Source text
________________________________________

A new report has identified 26,000 square miles of unoccupied wolf habitat in Wyoming, including large expanses of the Wyoming and Wind River ranges and all of the Bighorn and Medicine Bow mountains.
The analysis, headed by the Center for Biological Diversity, is a synthesis of more than two dozen research papers that have attempted to label potential wolf habitat. Today, south of the Canadian border, gray wolves are found on only about a tenth of their historic range.
“It shows that the current wolf population of 5,400 could be nearly doubled if federal protections were retained and recovery efforts began to restore wolves to some of the places they once called home,” the Center for Biological Diversity wrote in a statement.
Factors included in author Amaroq Weiss’ habitat model include human population density, prey density, land use and ownership, livestock density, prey availability and other measures of what’s necessary and suitable for a large far-ranging carnivore.
The report identified 359,000 square miles of vacant gray wolf habitat spread across 19 states. Colorado, New England, California and the Pacific Northwest account for the largest chunks of habitat where wolves have been extirpated.
Wyoming’s former management plan puts a focus on retaining wolves in the state’s northwest corner. Prior to being stripped of control by recent court ruling, Wyoming managers had purposefully attempted to eliminate the large carnivores from everywhere except the Greater Yellowstone Ecosystem.
Weiss, the Center for Biological Diversity’s West Coast wolf organizer, explained the distinction between the state’s definition of wolf habitat and what’s modeled in her report.
“The report analyzes 27 different peer-reviewed papers,” Weiss said. “It’s not our original research.
“I’m assuming that people that did those research papers were looking at a broader set of parameters than the managers on the ground,” she said.

________________________________________

To do
A. In the article on unoccupied wolf habitat, how many square miles of vacant gray wolf habitat did the report find across 19 states?
B. Write a continuation of the article on unoccupied wolf habitat, beginning after its final sentence.

________________________________________

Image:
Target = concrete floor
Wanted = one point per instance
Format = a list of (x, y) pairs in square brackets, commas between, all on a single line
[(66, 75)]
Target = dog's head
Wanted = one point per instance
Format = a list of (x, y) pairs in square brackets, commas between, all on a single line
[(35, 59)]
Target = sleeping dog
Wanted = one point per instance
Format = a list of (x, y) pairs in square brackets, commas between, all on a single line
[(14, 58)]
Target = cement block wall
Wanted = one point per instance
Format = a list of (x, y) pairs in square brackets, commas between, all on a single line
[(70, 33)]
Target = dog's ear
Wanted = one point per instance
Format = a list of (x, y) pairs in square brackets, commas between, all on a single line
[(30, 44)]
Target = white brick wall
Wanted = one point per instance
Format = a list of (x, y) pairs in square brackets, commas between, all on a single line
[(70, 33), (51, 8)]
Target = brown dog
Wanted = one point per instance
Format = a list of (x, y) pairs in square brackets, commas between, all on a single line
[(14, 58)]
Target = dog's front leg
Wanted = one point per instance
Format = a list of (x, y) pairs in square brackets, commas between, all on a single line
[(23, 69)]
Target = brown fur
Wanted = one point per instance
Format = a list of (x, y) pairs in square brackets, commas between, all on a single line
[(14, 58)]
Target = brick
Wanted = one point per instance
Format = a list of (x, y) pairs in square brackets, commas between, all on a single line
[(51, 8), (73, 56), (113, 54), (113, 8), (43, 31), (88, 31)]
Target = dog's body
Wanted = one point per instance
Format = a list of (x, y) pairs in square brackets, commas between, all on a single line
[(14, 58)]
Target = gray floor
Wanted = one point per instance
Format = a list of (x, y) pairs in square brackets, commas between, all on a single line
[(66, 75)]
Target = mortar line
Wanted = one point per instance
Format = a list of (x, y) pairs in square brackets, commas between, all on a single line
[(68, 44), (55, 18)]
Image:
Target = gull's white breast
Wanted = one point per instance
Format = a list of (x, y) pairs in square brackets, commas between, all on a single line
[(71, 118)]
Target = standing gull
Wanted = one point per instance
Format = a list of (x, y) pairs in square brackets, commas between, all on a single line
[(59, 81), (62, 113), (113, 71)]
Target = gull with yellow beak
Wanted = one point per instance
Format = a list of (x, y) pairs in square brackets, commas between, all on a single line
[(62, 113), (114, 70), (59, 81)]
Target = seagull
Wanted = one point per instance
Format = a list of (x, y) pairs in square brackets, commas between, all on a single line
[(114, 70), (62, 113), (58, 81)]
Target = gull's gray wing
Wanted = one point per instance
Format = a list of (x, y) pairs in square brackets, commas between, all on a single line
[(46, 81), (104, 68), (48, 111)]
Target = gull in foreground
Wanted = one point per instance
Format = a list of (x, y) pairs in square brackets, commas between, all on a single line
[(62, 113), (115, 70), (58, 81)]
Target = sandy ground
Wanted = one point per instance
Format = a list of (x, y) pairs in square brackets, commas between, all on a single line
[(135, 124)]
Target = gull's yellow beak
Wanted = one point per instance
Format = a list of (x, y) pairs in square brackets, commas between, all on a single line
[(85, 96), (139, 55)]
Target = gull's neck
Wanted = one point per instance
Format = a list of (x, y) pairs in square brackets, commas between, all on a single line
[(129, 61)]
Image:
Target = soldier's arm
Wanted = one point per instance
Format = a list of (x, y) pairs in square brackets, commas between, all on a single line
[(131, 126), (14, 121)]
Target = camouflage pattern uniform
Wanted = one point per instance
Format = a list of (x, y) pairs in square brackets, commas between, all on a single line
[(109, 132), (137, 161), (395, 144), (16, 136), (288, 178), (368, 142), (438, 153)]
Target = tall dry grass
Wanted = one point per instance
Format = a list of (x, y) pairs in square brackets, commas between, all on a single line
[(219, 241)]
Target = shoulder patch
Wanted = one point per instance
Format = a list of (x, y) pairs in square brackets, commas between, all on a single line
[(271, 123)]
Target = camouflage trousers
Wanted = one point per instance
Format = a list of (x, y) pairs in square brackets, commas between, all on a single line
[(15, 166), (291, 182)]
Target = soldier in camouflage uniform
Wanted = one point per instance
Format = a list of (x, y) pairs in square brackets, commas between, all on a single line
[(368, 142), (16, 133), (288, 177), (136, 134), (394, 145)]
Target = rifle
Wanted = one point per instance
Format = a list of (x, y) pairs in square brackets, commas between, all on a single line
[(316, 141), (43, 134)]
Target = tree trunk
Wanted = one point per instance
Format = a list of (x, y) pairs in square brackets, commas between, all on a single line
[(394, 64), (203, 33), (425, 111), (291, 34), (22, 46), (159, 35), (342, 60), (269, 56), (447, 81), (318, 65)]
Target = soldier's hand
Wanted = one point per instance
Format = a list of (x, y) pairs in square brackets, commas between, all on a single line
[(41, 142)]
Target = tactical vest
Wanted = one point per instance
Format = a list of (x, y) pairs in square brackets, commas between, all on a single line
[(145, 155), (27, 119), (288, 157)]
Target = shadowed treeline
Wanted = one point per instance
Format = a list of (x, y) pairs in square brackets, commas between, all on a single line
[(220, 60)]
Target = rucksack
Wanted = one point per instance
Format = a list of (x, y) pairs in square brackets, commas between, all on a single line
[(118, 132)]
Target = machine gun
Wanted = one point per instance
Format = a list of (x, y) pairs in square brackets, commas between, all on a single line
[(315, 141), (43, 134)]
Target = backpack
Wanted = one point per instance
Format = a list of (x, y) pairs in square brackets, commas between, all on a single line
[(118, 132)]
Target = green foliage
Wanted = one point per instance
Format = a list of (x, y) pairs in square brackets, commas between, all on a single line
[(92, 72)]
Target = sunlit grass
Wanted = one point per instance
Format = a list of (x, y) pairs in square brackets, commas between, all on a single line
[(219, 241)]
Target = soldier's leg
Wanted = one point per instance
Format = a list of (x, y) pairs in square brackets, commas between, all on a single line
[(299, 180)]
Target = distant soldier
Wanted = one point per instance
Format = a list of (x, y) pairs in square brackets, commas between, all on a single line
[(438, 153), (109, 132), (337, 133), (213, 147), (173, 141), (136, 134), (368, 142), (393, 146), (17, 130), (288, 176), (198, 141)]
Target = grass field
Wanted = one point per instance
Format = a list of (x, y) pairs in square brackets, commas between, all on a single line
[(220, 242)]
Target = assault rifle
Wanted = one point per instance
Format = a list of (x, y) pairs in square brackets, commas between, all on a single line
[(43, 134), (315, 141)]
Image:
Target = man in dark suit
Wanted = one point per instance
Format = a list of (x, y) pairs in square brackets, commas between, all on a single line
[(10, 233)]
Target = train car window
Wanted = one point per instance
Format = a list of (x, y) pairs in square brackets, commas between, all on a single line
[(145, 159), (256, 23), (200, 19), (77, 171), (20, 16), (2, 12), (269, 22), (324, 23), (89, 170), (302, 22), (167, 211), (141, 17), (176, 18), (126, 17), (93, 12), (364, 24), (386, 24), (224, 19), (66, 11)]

________________________________________

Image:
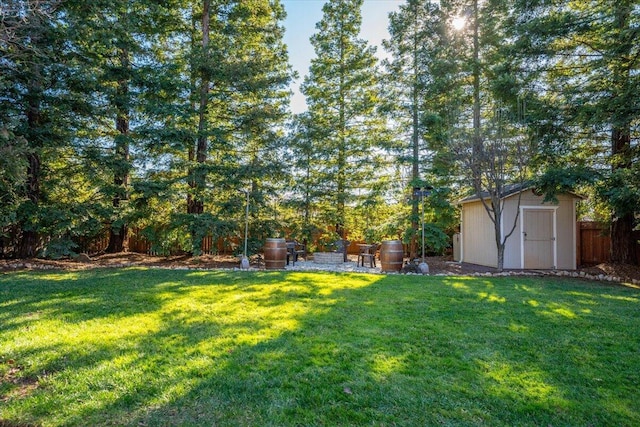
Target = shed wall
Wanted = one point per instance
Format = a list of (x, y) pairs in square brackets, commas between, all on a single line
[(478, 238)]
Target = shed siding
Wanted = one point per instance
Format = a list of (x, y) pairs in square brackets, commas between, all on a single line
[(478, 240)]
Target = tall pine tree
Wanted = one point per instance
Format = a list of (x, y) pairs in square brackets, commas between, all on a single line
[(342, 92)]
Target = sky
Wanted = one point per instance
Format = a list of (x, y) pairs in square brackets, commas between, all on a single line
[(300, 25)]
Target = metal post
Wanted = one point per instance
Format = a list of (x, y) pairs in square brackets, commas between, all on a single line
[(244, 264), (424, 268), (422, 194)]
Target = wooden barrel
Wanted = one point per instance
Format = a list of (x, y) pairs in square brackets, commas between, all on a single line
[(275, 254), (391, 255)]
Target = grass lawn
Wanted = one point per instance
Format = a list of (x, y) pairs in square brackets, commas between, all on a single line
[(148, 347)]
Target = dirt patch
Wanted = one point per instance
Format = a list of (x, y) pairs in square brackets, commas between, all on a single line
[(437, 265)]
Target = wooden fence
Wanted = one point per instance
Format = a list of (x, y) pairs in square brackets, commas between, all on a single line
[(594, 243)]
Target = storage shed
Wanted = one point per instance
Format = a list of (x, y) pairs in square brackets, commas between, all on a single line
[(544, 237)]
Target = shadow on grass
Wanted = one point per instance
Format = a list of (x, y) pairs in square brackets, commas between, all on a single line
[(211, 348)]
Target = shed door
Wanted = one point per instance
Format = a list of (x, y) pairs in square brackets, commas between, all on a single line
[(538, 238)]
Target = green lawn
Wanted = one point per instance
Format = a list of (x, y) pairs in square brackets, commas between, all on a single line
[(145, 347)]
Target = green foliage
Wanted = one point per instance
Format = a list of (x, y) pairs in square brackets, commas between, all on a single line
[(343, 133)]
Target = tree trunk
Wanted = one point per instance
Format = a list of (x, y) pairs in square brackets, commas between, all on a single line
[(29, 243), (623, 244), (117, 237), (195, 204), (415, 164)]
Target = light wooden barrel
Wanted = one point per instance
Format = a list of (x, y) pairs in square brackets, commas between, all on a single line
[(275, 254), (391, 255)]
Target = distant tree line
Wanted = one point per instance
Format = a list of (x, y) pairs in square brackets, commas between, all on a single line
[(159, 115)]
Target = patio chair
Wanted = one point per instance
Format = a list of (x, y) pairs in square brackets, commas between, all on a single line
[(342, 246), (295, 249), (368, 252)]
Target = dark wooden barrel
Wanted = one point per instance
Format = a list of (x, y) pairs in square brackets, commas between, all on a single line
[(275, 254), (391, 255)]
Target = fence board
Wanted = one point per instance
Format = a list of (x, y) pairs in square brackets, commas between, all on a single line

________________________________________

Solved tasks
A. 359,000 square miles.

B.
The boundaries of Wyoming’s trophy game area — where wolves are protected — were set to exclude areas that have potential for chronic conflicts with livestock.
Weiss said that where livestock roam is one of many components to the wolf habitat equation.
“It is one of many considerations,” she said. “That’s a people factor.
“Across the West there are many ranchers that are wanting to share the land with native predators,” Weiss said. “Ranchers are wanting to be certified as predator-friendly because they understand that the public is in favor of having them on the landscape.”
Ken Mills, a Wyoming Game and Fish Department wolf program biologist, said he doesn’t anticipate that wolves will disperse any differently now that they are not being hunted legally anywhere in the Equality State.
“Wolves are going to disperse, and they’re going to continue to find ways to move around,” Mills said in an interview last week. “They’re going to find their way to the Bighorns.”
Because wolves are now protected, Mills said he anticipates that dispersing animals will persist for longer in now unoccupied places, such as the Bighorns, and that they will begin to kill livestock and then have to be killed.
“The predator zone is designed to limit the establishment and the damage that usually come from wolves establishing territories,” he said. “And it’s worked.”